- _Work to do_:
(1) Write out the part of the Ryzen architecture thread from "Example: A loop" to "keep things going.", word for word.
(2) Answer these questions using the Ryzen architecture thread.
(a) In the dictionary-loop example, how many elements does each linked list hold?
(b) Roughly how many ROB entries does the example say are available?
(c) On what date did 3dilettante post?
>> START Excerpt to read
AMD RyZen CPU Architecture for 2017

3dilettante · Dec 14, 2016

Gubbi said:
Dispatch is one thing, the other problem in not using a global scheduler is that you instruction window is partitioned according to instruction type/exec unit. If you have dependend loads (linked lists) and you miss the D$ on the first load, you quickly fill up your LS queue with stalled instructions. Then an independent load comes along and can't dispatch because the queues are full.

Example: A loop that looks up stuff in a dictionary, where each hashed entry points to a linked list of 1-10 elements. Missing the first element in the linked list cause all subsequent loads to stall and sit dead in the queue, if the same happens on the same second iteration of your loop you're quickly running out of LS queue slots. With A global scheduler, you schedule the first load for execution The subsequent dependent loads would then sit idle in the ROB until the first load completes. The outer loop would grind on, because traversing each hash slot is independent and we have plenty of ROB ( ~200 )entries to keep things going.

Unless there is a shit ton of LS queue entries, I'd expect Zen to have pathological cases where Intel beats it handsomely.

Cheers

My understanding is that the ROB is a pretty bare-bones structure in the most recent high-end cores with just tracking status.
The allocation and rename stage that would get the rename register and LS entry, which would be in-order and prior to the scheduling stage.
How would the scheduler portion of the pipeline be able to block dependent loads from taking up space when their resources are allocated earlier in the in-order portion of the pipeline? Given that it's a pipeline and the back-pressure is unpredictable, it may also be a variable amount of time before it would be known if the first load missed the cache.

Gubbi · Dec 15, 2016

3dilettante said:
How would the scheduler portion of the pipeline be able to block dependent loads from taking up space when their resources are allocated earlier in the in-order portion of the pipeline?
>> END Excerpt to read
>> START Provided data
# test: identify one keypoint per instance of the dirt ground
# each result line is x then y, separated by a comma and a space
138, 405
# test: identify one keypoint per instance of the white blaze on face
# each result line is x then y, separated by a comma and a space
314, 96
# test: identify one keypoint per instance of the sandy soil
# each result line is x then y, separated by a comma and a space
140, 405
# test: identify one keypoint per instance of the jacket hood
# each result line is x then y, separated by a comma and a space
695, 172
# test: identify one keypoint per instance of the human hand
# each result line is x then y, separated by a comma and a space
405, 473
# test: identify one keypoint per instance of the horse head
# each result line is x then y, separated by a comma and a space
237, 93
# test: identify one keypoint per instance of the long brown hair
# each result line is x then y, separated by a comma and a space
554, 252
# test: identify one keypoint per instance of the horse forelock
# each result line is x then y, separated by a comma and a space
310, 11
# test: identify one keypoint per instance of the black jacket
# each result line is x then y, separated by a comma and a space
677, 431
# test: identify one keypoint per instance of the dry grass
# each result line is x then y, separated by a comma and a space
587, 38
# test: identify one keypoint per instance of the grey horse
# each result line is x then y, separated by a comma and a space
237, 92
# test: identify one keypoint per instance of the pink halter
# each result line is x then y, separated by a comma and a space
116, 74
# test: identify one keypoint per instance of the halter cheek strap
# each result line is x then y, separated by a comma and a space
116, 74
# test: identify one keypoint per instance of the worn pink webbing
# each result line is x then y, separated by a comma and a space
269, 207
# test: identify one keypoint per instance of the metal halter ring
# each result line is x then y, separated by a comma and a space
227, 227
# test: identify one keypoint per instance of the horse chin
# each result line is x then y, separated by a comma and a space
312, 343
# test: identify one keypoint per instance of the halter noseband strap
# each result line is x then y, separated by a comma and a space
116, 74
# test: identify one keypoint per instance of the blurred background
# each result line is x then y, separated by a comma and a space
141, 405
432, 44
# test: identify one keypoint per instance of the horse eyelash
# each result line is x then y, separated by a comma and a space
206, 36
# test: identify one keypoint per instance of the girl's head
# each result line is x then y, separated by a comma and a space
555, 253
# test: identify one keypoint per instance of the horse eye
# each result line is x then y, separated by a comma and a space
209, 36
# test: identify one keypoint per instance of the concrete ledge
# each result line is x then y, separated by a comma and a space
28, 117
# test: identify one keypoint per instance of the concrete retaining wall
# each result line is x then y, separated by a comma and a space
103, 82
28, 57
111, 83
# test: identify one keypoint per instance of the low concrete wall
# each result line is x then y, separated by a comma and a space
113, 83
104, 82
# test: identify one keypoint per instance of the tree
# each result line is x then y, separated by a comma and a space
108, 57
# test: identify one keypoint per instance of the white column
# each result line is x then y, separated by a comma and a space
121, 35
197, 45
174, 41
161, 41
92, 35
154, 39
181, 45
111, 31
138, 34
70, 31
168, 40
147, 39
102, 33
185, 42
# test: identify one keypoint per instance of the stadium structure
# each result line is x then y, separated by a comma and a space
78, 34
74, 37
>> END Provided data
- _Answers for the tasks_:
(1)
Example: A loop that looks up stuff in a dictionary, where each hashed entry points to a linked list of 1-10 elements. Missing the first element in the linked list cause all subsequent loads to stall and sit dead in the queue, if the same happens on the same second iteration of your loop you're quickly running out of LS queue slots. With A global scheduler, you schedule the first load for execution The subsequent dependent loads would then sit idle in the ROB until the first load completes. The outer loop would grind on, because traversing each hash slot is independent and we have plenty of ROB ( ~200 )entries to keep things going.

(2)
(a) 1 to 10 elements.
(b) About 200.
(c) Dec 14, 2016.